Goal A ->
Copy every line of the entries that contains the word "boulder".

------ Provided passage

To get the -masu stem just change a verb into masu-form then remove the ます at the end:
食べる → 食べます － ます ＝ 食べ taberu → tabemasu ― masu = tabe
Talking about Meals in Japanese
The N5 uses 朝ごはん (asagohan), 昼ごはん (hirugohan), and 晩ごはん (bangohan) to refer to the meals of the day. These are the most commonly used, but you may also hear another set of words – 朝食(choushoku), 昼食(chuushoku), and 夕食(yuushoku). These tend to sound more casual / conversational.
You can write these words in all kanji (e.g. 朝御飯(asagohan)), but it is not very common. It’s more common to write the last three moras in hiragana.
I personally use all of these on a daily basis and highly recommend them.
If you were wondering about brunch, you can use the katakana word – ブランチ.
飴 vs. お菓子
These two words seem to refer to the same thing. But, 飴(ame) is usually used for hard candies. I popular treat you can pick up at any neighborhood convenience store is のど飴(nodoame), which are a type of sweet throat lozenge. のど(nodo) means throat and 飴(ame) means candy, so it is literally throat candy.
お菓子(okashi) on the other hand, has a much broader meaning. You can use it to talk about hard candies as well as other snack like foods.
There is a special kind of お菓子 called 和菓子(wagashi) that are eaten with macha during tea ceremony. The kanji 和(wa) is often used to describe something ‘Japanese’, so you can think of these as ‘Japanese sweets’. Kyoto is particularly famous for its unique kind of 和菓子 and macha.
Drinking in Japan
You basically have 3 types of drinks in Japan – お酒(osake), お茶(ocha), and ジュース(jyuusu). You might be thinking that there should be another category for soft drinks there, too. However, drinks like coke or ginger ale are commonly listed as ジュース on menus in Japan.
And although sake in English refers to a particular kind of liquor, in Japan お酒 refers to any kind of alcoholic beverage. The liquor made from rice that we know as sake is actually called 日本酒(nihonshu).

------------
------ Data for the task

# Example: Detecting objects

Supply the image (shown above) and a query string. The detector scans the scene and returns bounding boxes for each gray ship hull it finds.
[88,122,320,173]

------------
------ Data for the task

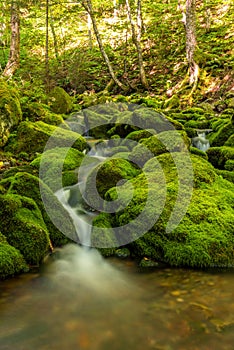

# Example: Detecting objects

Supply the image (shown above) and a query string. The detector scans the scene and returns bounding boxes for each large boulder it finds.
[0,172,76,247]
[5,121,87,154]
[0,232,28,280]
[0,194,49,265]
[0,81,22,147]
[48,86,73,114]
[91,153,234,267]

------------
------ Data for the task

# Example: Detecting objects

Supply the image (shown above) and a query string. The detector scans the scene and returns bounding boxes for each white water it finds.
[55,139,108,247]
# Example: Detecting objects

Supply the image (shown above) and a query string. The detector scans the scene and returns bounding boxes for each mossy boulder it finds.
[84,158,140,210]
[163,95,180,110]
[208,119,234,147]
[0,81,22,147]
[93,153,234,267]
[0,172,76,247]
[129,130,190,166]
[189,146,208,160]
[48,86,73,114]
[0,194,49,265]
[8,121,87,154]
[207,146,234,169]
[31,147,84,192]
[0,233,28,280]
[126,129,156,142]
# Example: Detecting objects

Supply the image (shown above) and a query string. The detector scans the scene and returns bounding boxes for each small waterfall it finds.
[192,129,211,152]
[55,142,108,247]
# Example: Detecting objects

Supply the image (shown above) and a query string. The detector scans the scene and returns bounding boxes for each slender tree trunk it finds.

------------

Goal B ->
List the types of drinks in Japan that the passage on Japanese food and drink words names.

Full output A ->
Supply the image (shown above) and a query string. The detector scans the scene and returns bounding boxes for each large boulder it finds.
Supply the image (shown above) and a query string. The detector scans the scene and returns bounding boxes for each mossy boulder it finds.

Full output B ->
お酒 (osake), お茶 (ocha), ジュース (jyuusu)